::: DATA FOR REVIEW :::

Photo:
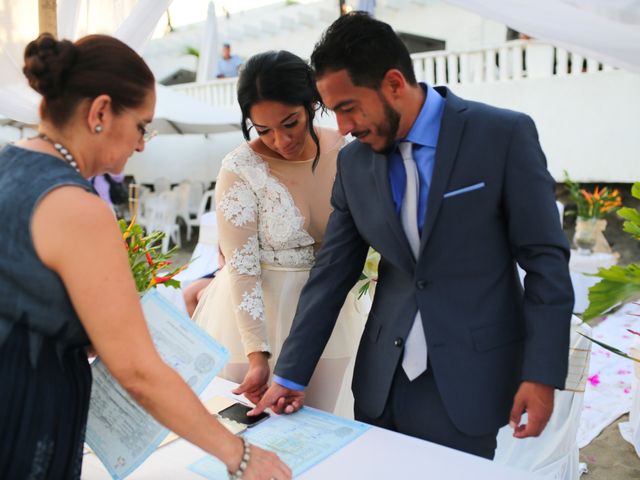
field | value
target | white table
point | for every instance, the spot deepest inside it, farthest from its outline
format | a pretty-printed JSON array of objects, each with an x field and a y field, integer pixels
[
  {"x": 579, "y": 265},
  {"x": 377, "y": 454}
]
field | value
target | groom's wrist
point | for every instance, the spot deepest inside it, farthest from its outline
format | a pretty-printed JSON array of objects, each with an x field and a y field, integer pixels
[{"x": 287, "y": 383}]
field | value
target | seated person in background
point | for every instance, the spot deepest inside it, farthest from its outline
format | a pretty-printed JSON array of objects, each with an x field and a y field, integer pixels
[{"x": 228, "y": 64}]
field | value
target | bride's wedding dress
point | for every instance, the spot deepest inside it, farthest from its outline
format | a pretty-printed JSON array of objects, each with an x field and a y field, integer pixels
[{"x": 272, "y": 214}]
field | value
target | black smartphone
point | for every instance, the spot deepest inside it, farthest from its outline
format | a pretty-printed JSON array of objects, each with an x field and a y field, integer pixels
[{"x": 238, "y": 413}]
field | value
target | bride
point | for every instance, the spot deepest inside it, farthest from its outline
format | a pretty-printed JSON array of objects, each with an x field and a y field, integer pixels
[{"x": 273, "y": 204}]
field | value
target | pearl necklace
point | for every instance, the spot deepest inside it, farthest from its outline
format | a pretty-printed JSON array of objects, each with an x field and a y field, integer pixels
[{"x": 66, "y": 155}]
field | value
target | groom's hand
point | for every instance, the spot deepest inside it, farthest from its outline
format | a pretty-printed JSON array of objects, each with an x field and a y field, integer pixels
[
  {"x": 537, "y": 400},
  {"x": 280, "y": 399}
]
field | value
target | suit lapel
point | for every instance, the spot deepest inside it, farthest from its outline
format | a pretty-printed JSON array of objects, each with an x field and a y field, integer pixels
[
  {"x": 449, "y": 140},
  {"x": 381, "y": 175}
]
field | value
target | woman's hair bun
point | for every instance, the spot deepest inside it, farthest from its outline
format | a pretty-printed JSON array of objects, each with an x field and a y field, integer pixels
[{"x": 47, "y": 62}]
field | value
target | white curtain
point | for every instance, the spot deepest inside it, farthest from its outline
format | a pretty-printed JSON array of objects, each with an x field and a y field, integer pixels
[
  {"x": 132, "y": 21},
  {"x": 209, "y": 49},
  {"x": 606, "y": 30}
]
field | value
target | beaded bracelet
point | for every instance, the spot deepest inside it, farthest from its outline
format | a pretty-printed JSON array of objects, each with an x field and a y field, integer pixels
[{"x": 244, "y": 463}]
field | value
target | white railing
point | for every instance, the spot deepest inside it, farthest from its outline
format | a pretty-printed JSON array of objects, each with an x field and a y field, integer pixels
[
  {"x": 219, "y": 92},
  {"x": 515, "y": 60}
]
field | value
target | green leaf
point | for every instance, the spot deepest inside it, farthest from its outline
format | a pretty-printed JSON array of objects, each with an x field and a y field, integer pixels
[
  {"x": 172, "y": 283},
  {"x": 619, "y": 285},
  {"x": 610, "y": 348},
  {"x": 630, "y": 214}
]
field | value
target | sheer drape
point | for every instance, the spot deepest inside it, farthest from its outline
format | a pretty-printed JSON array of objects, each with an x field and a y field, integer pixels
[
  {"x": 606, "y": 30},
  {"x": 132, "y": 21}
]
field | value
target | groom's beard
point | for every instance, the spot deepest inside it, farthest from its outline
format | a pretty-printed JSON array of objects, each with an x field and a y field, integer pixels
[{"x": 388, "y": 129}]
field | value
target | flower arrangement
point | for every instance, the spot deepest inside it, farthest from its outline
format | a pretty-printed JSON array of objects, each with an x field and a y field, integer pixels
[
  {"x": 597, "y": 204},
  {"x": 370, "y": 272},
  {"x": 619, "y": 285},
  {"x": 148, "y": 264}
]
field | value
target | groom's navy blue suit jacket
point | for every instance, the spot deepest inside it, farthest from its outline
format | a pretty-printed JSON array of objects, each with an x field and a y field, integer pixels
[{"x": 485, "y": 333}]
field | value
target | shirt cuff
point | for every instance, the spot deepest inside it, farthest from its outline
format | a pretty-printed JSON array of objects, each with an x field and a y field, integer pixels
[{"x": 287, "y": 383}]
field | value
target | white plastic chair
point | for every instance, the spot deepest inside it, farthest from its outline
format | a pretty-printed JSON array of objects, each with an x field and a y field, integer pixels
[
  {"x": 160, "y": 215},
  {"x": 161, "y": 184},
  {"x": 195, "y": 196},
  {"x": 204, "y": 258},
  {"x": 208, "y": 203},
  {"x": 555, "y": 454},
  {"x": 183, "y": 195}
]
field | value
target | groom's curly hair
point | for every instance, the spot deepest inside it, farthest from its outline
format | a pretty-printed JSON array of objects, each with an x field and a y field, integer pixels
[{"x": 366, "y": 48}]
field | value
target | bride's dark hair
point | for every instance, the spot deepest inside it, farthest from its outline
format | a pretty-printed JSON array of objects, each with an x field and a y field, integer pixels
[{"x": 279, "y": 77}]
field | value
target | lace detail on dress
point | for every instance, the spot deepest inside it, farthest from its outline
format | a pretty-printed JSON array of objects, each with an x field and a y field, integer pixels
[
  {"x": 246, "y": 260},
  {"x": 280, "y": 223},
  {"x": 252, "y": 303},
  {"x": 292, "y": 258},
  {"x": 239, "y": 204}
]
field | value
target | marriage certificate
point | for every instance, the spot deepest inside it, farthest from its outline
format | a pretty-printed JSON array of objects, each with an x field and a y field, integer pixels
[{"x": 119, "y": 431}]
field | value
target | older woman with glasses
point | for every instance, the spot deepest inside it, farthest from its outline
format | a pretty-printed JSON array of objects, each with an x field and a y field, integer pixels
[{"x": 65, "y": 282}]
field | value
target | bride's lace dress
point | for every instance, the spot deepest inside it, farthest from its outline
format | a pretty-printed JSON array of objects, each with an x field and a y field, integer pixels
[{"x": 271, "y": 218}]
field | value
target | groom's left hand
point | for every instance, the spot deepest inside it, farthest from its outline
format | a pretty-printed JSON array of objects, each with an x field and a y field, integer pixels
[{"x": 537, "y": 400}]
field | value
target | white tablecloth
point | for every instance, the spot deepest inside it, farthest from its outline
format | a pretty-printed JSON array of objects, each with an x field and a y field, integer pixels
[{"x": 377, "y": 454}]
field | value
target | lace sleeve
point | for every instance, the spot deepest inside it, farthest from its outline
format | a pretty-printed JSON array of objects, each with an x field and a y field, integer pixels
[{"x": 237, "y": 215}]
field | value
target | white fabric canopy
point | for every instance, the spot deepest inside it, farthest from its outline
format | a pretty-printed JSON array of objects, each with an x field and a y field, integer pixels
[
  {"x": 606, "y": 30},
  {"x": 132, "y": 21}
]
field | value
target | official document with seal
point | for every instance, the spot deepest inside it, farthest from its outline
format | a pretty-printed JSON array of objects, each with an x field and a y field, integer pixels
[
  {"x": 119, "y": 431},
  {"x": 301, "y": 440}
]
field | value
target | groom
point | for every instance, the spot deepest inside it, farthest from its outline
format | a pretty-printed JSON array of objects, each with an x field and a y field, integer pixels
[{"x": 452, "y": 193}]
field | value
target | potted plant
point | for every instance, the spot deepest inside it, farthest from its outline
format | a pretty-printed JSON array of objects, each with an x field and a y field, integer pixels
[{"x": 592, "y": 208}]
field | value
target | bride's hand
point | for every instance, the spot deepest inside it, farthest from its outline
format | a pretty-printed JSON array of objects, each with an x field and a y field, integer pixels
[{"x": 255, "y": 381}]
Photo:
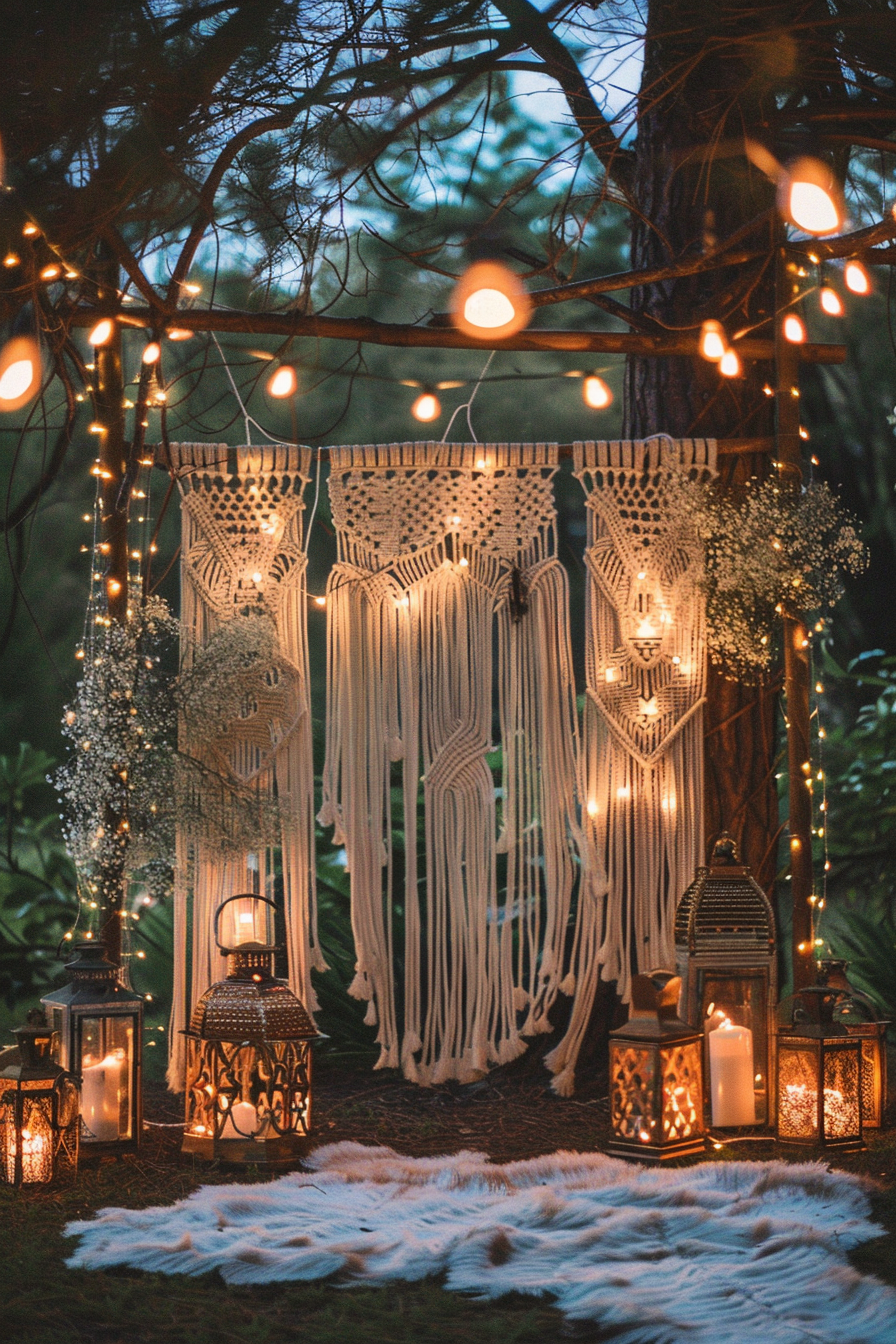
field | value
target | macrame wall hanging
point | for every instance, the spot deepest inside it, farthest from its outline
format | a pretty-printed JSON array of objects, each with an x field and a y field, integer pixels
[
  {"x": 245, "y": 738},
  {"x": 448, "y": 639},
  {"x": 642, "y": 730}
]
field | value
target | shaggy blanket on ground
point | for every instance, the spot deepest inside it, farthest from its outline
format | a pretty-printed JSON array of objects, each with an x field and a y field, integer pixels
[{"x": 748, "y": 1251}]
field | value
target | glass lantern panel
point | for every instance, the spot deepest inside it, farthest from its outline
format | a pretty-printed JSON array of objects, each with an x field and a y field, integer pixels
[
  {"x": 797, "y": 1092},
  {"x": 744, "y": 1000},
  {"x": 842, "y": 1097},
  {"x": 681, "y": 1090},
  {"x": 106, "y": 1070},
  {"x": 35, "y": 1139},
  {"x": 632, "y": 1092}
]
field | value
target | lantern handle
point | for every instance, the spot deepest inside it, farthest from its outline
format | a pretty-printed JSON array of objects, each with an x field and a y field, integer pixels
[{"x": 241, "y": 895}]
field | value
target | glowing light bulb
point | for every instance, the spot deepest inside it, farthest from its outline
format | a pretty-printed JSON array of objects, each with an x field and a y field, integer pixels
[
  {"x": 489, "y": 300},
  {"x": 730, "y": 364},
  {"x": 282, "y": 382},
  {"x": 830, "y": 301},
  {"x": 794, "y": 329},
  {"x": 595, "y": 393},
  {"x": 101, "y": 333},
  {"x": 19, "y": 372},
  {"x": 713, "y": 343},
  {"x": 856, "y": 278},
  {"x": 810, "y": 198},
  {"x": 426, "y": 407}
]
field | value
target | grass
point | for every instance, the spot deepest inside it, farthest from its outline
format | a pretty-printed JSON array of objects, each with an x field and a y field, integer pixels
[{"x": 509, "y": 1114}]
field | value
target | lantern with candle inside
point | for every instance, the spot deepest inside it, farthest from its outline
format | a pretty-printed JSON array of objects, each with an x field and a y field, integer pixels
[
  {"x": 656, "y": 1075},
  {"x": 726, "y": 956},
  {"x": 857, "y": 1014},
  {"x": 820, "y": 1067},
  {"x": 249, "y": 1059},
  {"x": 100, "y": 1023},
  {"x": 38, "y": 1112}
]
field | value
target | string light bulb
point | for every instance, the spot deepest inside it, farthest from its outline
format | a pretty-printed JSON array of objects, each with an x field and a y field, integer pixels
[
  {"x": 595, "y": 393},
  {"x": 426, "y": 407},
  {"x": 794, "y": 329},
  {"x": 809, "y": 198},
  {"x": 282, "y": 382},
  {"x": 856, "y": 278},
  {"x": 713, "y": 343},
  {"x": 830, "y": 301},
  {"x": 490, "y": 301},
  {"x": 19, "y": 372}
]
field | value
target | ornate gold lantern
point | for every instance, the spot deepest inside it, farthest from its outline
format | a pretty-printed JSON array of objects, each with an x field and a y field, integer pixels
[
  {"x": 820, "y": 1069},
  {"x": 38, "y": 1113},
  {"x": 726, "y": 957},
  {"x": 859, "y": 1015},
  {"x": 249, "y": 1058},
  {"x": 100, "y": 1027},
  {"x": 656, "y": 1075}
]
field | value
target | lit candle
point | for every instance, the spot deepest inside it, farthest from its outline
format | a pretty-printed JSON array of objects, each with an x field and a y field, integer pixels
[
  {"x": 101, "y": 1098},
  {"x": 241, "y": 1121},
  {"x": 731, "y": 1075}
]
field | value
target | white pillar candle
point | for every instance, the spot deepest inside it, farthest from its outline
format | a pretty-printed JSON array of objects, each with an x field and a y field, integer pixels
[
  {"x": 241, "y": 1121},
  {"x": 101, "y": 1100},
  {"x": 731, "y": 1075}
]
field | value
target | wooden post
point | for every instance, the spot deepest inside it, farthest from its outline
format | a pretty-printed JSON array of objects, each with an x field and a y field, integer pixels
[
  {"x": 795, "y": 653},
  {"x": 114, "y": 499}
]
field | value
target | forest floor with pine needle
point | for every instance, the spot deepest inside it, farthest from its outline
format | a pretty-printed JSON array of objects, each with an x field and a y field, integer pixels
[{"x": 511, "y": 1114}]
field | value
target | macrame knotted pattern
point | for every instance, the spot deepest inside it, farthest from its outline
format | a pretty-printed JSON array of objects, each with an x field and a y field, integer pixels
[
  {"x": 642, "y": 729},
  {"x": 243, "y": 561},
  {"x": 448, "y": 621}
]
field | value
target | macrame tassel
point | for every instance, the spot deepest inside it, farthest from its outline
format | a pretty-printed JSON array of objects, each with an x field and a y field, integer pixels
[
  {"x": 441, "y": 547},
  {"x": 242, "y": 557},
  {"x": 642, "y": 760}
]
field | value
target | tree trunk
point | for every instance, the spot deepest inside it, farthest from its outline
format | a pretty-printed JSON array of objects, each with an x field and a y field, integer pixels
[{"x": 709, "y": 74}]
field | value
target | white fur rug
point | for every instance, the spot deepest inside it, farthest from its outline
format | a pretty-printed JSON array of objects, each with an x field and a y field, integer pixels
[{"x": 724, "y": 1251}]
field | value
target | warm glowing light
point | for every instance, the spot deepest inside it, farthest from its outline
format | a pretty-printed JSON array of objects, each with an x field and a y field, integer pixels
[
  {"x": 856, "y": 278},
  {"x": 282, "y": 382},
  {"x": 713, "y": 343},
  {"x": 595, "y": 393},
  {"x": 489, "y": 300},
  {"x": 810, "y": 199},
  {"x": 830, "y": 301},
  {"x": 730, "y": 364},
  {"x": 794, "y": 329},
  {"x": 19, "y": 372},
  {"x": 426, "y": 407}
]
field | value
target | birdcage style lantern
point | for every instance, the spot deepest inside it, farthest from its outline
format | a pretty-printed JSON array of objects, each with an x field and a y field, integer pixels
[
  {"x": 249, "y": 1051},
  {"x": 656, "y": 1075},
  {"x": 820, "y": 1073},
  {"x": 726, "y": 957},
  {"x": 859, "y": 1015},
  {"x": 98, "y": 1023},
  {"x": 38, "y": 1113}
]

:::

**TO DO**
Please copy nothing but the lines from the one that holds "target | tree trunk" through the last line of the material above, exactly as written.

**REPLY TO THE EXERCISE**
target | tree trunk
point | for every instance, the spot deepest inside it, farthest from its outline
format | a pretty-printed JSON array of objects, each with an x field and a y field, integer pixels
[{"x": 709, "y": 74}]
field | value
target | white fur rug
point | for every instance, the spot deepest inside it, farthest from its outline
format | a pretty-printed JSON array of objects, each with an x field and a y field, integer pixels
[{"x": 724, "y": 1251}]
field | value
target | warm glowing light
point | for every instance, the spot deepest inside it, farthest from its outline
format | a pretty-printed JSON array of objects, each with an x field and a y field, integer pixels
[
  {"x": 856, "y": 278},
  {"x": 282, "y": 382},
  {"x": 713, "y": 343},
  {"x": 595, "y": 393},
  {"x": 489, "y": 300},
  {"x": 810, "y": 199},
  {"x": 830, "y": 301},
  {"x": 730, "y": 364},
  {"x": 794, "y": 329},
  {"x": 19, "y": 372},
  {"x": 426, "y": 407}
]
field | value
target | birdcage style lantern
point | for every instance, the spot deepest inside it, farthest from its outline
format | a pretty-printed JSON array of objects, each with an x field and a y field, integer pixels
[
  {"x": 249, "y": 1051},
  {"x": 656, "y": 1075},
  {"x": 820, "y": 1073},
  {"x": 726, "y": 957},
  {"x": 859, "y": 1015},
  {"x": 98, "y": 1023},
  {"x": 38, "y": 1113}
]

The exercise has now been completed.